_GIVEN TEXT_.

......

I suppose I’m also going to need a proper definition of ‘art’. Annoyingly, I haven’t got space for a full and challenging discussion of this here, but having talked to a lot of people and read a lot about this in the last few days (well, years really) all the standard/popular definitions seem to agree that for something to qualify as art, it must meet certain criteria:

1) It must have a ‘creative’ element to it;

2) It must involve some way of presenting or re-presenting some physical phenomena in a way which is qualitively different from the ‘everyday’ presentation of that phenomena (ie grass in a field isn’t art, but if you paint a picture of it, sing about it, write a story about it, etc then that picture/song/story might be. Nietzsche points out that because eg the grass presented in the art is not the original or ‘real’ grass, that art is an ‘untruth’ – but a good and useful kind of untruth which helps us cope with the world we experience).

3) the presentation must be so well-crafted that it somehow ‘transcends’ the craft of its materials to reveal some deeper or higher truth or experience. As Aristotle says, “the aim of art is not to represent the outward appearance of things, but their inward significance.” Some folks say this is likely to be the expression of some kind of emotional or ‘metaphysical’ truth.

In short, art is a created artifice, or fiction, which reveals some ‘deeper’ truth or emotion. (I’m not entirely happy with these criteria, but they are pretty popular and at the moment I’m not out to change anyone’s view of what ‘art’ is.)

So, does stand-up fit these categories?

Well, it’s pretty easy to see that it fits the first two. Just coming up with a sentence is creative, and stand-ups do this all the time. But that doesn’t make it art, any more than a man ordering a pizza is art; it needs to meet the other two criteria as well.

The second is not much tougher. While it might appear that stand-up is just a person talking to a group of other people, a comedy club is in no way an ‘everyday’ communicative context, and the words and sentences stand-ups create are not ‘natural’. As Stewart Lee likes to point out, comedy clubs are bizarre and articficial places where even though the comedian might pretend to be speaking ‘normally’ as themselves, they quite frequently do or say things that sane people just wouldn’t do when addressing a group (like announcing, apropos of nothing, what their favourite high street coffee chain is).

......

_TASK DATA_.
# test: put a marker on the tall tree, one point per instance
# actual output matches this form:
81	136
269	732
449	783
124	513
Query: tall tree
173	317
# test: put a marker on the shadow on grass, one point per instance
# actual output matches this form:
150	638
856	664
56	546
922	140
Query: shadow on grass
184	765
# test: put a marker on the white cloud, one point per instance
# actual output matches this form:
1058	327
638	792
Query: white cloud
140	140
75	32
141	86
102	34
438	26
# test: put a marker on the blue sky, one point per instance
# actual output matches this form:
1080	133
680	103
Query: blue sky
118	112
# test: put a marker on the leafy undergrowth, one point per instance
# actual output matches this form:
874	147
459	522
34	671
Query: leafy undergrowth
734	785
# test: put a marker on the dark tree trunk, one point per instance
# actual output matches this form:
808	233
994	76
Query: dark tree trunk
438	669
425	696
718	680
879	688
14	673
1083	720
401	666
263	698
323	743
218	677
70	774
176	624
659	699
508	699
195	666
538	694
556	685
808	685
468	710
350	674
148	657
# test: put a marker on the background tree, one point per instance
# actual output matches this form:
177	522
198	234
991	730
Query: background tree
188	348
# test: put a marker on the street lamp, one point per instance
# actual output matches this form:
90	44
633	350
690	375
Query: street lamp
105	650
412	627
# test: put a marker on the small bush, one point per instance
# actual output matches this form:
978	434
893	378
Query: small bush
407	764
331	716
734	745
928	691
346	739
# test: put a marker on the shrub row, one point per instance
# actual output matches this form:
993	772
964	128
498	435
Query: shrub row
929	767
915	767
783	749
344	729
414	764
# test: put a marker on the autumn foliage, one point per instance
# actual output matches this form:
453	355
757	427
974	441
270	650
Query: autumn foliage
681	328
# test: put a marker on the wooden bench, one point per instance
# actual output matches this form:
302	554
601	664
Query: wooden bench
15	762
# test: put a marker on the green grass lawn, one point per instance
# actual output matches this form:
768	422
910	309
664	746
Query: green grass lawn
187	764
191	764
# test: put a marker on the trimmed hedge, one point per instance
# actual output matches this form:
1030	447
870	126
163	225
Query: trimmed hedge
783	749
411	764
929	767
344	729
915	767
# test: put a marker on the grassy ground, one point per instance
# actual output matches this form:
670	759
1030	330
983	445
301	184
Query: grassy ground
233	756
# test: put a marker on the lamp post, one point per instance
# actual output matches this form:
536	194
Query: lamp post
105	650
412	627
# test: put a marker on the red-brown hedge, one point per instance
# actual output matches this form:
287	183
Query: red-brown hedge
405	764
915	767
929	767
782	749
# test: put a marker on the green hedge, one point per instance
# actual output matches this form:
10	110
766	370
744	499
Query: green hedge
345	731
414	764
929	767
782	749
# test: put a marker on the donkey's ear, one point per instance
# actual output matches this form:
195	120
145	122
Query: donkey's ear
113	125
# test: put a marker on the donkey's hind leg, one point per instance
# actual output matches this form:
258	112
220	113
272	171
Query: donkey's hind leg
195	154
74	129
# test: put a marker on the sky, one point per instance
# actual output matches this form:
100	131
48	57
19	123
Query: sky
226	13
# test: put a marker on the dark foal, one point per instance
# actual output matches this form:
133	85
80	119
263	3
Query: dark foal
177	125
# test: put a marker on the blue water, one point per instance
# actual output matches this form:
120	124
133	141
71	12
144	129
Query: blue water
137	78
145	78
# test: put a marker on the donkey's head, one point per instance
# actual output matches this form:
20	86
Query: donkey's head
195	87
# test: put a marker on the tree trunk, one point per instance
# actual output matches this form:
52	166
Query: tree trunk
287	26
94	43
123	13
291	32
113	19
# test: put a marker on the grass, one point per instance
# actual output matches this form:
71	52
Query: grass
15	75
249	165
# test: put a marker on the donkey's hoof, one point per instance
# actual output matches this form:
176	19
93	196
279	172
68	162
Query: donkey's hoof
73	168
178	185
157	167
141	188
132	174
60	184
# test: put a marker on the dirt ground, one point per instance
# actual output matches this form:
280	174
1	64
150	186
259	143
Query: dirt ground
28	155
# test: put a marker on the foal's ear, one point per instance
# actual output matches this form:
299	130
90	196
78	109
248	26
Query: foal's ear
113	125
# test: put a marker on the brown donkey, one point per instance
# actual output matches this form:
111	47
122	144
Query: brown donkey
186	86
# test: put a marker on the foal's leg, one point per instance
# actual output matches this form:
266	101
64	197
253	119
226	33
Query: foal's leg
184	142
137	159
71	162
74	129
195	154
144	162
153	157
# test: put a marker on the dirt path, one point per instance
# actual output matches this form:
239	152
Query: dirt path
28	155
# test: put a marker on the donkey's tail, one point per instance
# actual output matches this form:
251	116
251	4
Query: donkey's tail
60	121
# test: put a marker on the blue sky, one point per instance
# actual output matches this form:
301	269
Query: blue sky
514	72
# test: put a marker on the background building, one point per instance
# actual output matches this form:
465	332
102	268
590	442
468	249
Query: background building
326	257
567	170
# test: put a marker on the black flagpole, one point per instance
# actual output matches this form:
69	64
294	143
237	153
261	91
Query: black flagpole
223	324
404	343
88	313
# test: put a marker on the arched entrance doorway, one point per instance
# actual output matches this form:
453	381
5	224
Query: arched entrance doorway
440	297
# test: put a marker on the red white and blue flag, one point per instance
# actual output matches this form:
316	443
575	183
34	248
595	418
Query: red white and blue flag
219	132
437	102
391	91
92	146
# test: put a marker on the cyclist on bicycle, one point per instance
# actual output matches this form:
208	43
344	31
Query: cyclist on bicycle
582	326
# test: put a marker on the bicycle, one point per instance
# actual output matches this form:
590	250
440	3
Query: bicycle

......

_WHAT YOU NEED TO DO_.
• a. Please reproduce the essay on stand-up comedy as art from "3) the presentation" up to and including "what ‘art’ is.)".
• b. Count the lines of the records that contain the word "foliage" and give only that number.

_RESULTS OF THE TASKS_.
• a.
3) the presentation must be so well-crafted that it somehow ‘transcends’ the craft of its materials to reveal some deeper or higher truth or experience. As Aristotle says, “the aim of art is not to represent the outward appearance of things, but their inward significance.” Some folks say this is likely to be the expression of some kind of emotional or ‘metaphysical’ truth.

In short, art is a created artifice, or fiction, which reveals some ‘deeper’ truth or emotion. (I’m not entirely happy with these criteria, but they are pretty popular and at the moment I’m not out to change anyone’s view of what ‘art’ is.)

• b. 2